• Task to carry out
Copy out, word for word, only the lines of the material below that run from the line containing "The function MUST provide one marker per instance of the side" through the line containing "Target: tail light", including both of those lines.

• The records
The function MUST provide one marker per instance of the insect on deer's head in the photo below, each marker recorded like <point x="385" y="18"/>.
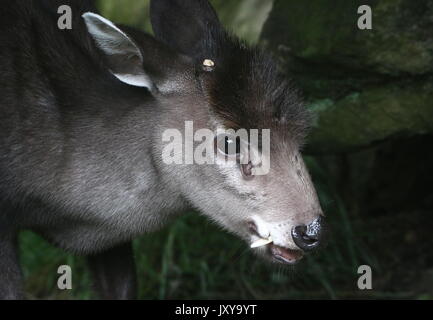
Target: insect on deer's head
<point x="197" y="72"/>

--

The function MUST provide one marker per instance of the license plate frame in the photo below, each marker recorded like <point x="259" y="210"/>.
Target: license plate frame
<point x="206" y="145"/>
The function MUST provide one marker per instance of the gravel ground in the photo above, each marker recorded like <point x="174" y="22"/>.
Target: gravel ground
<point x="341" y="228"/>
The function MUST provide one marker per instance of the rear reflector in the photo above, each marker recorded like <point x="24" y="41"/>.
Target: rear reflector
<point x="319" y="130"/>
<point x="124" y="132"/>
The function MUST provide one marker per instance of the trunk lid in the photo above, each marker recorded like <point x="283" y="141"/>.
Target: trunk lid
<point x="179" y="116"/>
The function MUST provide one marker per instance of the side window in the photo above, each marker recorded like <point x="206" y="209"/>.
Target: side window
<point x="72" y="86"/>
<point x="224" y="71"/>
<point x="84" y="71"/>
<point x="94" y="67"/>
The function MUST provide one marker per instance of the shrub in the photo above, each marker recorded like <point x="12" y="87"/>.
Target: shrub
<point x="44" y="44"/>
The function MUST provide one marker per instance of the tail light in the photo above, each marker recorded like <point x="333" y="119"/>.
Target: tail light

• Task output
The function MUST provide one marker per instance of the side window in the photo above, each marker recorded like <point x="206" y="209"/>.
Target: side window
<point x="72" y="86"/>
<point x="224" y="71"/>
<point x="84" y="71"/>
<point x="94" y="67"/>
The function MUST provide one marker per instance of the shrub in the photo above, each marker recorded like <point x="12" y="87"/>.
Target: shrub
<point x="44" y="44"/>
The function MUST provide one marker per instance of the tail light in the photo above, each marker recorded like <point x="333" y="119"/>.
Target: tail light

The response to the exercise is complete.